[Saved entries]
________________

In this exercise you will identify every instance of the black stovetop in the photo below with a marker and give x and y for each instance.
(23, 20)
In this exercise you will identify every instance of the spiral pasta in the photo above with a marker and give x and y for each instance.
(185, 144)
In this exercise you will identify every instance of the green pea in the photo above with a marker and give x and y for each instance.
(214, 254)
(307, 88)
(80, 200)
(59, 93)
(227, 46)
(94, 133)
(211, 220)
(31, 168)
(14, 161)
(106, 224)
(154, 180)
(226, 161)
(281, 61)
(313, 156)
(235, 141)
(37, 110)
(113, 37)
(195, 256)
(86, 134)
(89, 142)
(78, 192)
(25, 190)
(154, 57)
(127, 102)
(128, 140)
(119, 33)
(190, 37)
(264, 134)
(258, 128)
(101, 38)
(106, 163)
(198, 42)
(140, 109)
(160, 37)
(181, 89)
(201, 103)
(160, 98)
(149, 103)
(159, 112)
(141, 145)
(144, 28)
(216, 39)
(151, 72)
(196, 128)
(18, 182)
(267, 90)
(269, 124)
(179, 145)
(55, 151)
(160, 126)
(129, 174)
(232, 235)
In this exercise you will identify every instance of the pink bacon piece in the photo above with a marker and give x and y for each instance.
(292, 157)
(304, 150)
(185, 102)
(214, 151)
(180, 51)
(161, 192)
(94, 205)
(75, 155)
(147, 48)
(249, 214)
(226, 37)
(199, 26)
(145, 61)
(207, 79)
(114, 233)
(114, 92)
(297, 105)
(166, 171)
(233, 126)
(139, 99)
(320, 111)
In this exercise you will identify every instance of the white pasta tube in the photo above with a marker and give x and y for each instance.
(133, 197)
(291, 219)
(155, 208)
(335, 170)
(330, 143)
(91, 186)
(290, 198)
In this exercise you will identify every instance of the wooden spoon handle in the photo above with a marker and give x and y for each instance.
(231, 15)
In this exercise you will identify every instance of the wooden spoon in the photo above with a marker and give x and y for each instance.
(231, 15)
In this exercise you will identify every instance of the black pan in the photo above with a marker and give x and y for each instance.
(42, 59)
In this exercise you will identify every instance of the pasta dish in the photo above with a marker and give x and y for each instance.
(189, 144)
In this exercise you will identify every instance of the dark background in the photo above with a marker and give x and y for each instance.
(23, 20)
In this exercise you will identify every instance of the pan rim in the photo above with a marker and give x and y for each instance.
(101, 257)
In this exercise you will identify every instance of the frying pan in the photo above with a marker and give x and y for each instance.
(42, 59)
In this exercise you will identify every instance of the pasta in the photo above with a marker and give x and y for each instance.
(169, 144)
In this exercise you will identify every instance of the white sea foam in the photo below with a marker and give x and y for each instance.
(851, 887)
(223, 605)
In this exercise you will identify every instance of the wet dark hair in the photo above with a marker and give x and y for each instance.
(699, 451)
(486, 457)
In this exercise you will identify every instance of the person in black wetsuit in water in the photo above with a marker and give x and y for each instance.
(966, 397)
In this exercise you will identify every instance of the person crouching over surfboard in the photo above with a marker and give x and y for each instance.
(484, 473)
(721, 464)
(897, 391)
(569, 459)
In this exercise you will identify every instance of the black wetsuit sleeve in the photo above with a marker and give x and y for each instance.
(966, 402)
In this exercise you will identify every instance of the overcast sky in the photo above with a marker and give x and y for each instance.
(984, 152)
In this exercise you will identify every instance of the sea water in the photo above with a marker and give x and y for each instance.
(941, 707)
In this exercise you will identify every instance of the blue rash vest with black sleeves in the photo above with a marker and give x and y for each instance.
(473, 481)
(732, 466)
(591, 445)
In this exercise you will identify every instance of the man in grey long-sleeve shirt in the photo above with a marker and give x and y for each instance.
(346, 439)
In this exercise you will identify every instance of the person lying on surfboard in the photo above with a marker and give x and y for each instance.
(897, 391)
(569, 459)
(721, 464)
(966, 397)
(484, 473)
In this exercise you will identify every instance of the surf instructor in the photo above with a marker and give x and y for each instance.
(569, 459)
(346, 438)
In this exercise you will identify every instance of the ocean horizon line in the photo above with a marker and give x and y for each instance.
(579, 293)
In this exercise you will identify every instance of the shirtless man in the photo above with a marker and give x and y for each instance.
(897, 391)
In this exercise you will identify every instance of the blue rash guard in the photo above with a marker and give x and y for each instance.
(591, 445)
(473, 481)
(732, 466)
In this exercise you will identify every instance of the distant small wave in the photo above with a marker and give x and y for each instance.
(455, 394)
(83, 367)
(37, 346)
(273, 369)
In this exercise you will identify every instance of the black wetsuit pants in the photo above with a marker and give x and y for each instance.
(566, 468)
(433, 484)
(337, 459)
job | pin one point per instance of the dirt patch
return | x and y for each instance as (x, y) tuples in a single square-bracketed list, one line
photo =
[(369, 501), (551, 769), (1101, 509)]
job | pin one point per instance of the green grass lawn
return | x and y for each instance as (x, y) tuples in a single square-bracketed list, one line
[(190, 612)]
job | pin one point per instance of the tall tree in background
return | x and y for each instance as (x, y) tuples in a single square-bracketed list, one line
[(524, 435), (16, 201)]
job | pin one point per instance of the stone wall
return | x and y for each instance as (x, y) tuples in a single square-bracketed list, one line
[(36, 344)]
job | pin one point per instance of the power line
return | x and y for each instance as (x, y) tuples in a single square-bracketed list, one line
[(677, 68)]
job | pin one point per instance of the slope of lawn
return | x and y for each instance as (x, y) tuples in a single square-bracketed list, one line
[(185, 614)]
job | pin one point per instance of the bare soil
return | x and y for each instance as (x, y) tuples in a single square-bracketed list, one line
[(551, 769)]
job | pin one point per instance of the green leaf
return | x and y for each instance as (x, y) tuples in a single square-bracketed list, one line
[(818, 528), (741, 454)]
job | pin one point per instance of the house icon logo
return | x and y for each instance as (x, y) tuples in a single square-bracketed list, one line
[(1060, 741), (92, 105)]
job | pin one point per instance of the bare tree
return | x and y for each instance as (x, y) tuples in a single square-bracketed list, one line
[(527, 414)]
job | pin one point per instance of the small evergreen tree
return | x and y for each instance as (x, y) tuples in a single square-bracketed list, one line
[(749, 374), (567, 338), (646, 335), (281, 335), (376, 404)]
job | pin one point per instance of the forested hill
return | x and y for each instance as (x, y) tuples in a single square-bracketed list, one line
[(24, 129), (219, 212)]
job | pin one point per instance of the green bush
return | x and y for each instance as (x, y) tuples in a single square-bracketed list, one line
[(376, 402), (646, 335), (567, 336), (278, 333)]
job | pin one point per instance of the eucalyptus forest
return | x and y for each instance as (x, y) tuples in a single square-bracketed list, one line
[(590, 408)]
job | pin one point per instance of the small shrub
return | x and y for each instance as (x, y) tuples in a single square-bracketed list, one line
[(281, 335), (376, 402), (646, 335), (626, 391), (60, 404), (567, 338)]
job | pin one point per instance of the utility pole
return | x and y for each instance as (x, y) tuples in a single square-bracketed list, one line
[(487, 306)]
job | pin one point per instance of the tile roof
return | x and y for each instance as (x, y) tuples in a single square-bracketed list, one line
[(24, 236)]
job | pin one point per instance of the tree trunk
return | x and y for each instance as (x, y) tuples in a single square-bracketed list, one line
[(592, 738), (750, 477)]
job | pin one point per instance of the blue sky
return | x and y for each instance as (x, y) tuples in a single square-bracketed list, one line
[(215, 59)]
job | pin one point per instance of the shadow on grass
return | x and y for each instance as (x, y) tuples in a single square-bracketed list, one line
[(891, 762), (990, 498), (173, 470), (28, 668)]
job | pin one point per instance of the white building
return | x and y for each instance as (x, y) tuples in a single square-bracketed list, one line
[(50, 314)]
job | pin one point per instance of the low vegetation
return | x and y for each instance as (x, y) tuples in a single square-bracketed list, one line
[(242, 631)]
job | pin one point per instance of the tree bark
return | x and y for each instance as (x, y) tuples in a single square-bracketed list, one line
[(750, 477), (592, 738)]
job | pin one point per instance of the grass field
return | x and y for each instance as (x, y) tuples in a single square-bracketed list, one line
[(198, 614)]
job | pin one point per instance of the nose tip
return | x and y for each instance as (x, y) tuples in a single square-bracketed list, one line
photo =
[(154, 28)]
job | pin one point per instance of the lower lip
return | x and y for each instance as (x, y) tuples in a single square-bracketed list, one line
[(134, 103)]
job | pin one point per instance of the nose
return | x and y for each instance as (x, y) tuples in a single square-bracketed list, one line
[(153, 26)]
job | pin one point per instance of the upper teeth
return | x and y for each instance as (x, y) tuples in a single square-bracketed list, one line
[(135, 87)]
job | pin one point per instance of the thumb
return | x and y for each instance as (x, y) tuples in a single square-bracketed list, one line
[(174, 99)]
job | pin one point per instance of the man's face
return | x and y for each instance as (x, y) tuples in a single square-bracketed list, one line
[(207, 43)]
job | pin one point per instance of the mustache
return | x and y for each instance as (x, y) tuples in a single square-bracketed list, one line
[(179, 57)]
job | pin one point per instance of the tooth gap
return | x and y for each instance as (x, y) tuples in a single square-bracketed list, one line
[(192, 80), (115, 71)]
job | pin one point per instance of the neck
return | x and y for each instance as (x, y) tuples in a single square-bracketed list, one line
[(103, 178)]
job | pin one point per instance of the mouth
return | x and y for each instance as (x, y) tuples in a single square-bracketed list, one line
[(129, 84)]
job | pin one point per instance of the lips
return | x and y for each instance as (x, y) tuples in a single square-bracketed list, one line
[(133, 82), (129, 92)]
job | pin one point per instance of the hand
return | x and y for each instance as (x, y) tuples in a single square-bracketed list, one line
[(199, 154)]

________________

* _WHAT TO DO_
Scan the data, and report each line that uses the word "bare".

* _COMPLETED TASK_
job | pin one point per instance of the bare soil
job | pin one point per instance of the bare tree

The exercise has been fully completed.